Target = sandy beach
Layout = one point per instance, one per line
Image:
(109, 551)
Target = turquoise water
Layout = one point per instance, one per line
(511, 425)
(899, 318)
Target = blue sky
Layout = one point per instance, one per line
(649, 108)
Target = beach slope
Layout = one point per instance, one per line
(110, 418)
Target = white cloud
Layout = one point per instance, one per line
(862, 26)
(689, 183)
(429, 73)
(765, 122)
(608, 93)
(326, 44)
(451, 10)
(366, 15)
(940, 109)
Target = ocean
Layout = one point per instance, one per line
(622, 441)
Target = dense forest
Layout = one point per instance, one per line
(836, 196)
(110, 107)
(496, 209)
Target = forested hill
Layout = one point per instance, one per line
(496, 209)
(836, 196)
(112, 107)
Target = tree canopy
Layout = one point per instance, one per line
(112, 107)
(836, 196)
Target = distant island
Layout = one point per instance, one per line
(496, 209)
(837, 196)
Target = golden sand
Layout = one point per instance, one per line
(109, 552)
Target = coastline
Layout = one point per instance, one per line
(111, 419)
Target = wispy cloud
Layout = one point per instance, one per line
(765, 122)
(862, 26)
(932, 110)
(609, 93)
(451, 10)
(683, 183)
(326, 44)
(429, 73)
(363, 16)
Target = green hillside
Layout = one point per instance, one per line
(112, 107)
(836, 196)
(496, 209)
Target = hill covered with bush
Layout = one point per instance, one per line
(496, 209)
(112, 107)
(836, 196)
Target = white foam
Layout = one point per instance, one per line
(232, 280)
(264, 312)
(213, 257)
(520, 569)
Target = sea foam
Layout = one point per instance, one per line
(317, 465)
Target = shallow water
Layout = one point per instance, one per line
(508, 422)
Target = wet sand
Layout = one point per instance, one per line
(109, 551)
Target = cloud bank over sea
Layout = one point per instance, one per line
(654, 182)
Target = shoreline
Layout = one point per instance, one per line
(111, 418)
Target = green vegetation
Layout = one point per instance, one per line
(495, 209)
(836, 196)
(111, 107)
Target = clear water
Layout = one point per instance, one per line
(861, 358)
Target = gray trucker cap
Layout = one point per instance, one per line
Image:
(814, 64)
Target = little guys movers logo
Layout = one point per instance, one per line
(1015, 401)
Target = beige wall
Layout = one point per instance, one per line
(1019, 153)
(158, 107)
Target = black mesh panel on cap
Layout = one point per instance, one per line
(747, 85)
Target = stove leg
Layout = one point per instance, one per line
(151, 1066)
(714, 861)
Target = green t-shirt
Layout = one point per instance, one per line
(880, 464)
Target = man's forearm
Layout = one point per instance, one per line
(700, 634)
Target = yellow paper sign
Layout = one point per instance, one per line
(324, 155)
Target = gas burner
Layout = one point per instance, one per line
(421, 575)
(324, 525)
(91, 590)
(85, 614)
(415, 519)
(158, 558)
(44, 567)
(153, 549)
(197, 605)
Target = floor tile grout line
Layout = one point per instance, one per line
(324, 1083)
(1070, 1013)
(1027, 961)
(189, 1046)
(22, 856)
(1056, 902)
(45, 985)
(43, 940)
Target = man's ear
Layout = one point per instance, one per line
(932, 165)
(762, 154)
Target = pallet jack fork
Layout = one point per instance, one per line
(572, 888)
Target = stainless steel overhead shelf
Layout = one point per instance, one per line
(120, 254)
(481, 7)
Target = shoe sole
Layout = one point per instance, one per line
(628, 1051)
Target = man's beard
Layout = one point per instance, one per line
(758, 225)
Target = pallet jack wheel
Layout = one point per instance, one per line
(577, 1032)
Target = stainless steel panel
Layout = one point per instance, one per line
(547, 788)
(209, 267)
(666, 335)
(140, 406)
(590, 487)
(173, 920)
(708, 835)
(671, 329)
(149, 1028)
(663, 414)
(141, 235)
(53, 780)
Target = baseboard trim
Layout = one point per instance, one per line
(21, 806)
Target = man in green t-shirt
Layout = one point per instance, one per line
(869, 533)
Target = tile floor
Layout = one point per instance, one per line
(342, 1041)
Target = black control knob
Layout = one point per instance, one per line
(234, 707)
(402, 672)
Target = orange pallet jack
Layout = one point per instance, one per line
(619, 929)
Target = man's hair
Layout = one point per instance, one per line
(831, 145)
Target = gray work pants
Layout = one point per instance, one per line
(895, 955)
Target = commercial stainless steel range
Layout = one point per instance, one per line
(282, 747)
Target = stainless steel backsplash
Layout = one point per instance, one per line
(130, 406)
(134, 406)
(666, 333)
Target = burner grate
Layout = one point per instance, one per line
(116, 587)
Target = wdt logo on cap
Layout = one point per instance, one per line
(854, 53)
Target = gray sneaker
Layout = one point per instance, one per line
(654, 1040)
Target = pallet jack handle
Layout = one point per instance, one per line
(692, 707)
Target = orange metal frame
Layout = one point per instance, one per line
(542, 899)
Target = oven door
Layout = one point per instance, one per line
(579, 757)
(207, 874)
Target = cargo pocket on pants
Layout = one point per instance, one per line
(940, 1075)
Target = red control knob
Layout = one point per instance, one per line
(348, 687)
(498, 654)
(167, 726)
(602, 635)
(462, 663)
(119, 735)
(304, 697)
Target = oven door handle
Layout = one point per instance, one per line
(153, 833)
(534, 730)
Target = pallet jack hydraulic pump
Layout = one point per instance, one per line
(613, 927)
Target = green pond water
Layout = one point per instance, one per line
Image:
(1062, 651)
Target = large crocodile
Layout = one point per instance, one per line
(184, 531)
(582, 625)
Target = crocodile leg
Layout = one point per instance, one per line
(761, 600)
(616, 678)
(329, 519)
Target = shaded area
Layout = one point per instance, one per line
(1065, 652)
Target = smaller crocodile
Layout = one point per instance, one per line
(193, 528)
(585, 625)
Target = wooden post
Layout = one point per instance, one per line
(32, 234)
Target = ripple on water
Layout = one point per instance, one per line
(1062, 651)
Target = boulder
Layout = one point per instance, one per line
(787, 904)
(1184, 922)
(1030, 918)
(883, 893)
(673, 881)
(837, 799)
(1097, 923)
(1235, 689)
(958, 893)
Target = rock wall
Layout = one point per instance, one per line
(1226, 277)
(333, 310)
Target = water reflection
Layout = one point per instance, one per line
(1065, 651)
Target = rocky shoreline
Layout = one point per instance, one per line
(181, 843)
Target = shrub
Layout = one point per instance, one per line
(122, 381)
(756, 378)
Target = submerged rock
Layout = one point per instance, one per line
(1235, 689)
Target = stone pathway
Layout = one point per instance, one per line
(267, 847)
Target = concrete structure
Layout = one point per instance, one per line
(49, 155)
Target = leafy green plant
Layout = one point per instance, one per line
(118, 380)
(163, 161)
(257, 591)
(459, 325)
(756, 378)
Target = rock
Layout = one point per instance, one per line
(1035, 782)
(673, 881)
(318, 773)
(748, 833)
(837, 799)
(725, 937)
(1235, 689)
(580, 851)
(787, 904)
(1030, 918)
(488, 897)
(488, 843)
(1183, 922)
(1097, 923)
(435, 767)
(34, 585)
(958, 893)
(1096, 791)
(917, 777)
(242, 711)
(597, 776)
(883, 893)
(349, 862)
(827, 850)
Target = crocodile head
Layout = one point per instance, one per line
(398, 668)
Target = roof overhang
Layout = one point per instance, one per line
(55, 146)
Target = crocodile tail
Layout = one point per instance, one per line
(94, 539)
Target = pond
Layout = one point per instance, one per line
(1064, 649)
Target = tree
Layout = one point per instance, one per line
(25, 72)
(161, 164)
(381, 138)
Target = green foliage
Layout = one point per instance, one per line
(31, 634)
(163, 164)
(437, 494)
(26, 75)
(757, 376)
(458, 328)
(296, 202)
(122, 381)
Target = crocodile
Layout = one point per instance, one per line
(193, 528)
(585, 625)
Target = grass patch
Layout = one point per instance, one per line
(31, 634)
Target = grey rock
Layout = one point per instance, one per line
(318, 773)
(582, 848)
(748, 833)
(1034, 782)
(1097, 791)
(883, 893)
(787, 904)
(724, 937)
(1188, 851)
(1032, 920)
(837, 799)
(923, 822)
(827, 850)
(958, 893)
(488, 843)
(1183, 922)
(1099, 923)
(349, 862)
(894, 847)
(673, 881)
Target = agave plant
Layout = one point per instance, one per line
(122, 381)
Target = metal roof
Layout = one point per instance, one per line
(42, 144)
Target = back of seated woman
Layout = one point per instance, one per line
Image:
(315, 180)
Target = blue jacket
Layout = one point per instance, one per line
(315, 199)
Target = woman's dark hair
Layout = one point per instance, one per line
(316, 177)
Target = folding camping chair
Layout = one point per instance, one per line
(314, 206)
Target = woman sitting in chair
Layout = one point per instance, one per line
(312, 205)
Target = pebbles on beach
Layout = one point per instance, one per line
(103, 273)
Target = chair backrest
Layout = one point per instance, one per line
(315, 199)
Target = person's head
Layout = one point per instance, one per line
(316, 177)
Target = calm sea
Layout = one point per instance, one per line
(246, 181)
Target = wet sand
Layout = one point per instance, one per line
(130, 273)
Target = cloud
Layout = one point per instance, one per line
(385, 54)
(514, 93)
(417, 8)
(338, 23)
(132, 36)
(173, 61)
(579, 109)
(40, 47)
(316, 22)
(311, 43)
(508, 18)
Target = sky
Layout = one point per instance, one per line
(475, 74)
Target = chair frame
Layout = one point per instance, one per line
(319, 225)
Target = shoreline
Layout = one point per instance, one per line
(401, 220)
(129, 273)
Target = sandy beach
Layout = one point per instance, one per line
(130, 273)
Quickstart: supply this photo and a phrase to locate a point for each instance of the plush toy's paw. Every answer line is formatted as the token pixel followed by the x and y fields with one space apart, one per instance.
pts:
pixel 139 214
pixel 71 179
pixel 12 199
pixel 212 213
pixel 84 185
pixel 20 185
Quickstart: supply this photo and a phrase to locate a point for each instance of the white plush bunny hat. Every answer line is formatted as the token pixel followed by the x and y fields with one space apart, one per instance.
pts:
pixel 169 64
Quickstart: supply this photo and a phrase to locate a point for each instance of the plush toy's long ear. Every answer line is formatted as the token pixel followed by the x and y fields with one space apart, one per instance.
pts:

━━━━━━━━

== Written exercise ==
Print exactly the lines above, starting at the line that contains "Target = sky" and ending with the last line of the records, both included.

== Complete output ==
Target = sky
Layout = one point per instance, one per line
(475, 74)
Target = chair frame
Layout = one point per instance, one per line
(319, 225)
Target = shoreline
Layout = one point per instance, one per line
(401, 220)
(129, 273)
Target = sandy beach
Layout = one point per instance, one per line
(130, 273)
Quickstart: supply this photo and a phrase to locate a point for each instance of the plush toy's paw. Every answer line is formatted as the token pixel followed by the x and y fields with one space apart, one per instance.
pts:
pixel 139 214
pixel 71 179
pixel 12 199
pixel 212 213
pixel 84 185
pixel 20 185
Quickstart: supply this photo and a phrase to locate a point for each instance of the white plush bunny hat. Every answer line is formatted as the token pixel followed by the x and y fields with one space apart, one per instance.
pts:
pixel 169 64
Quickstart: supply this photo and a phrase to locate a point for each instance of the plush toy's long ear. Every answer line is formatted as the token pixel followed by the x and y fields with one space apart, one per instance.
pts:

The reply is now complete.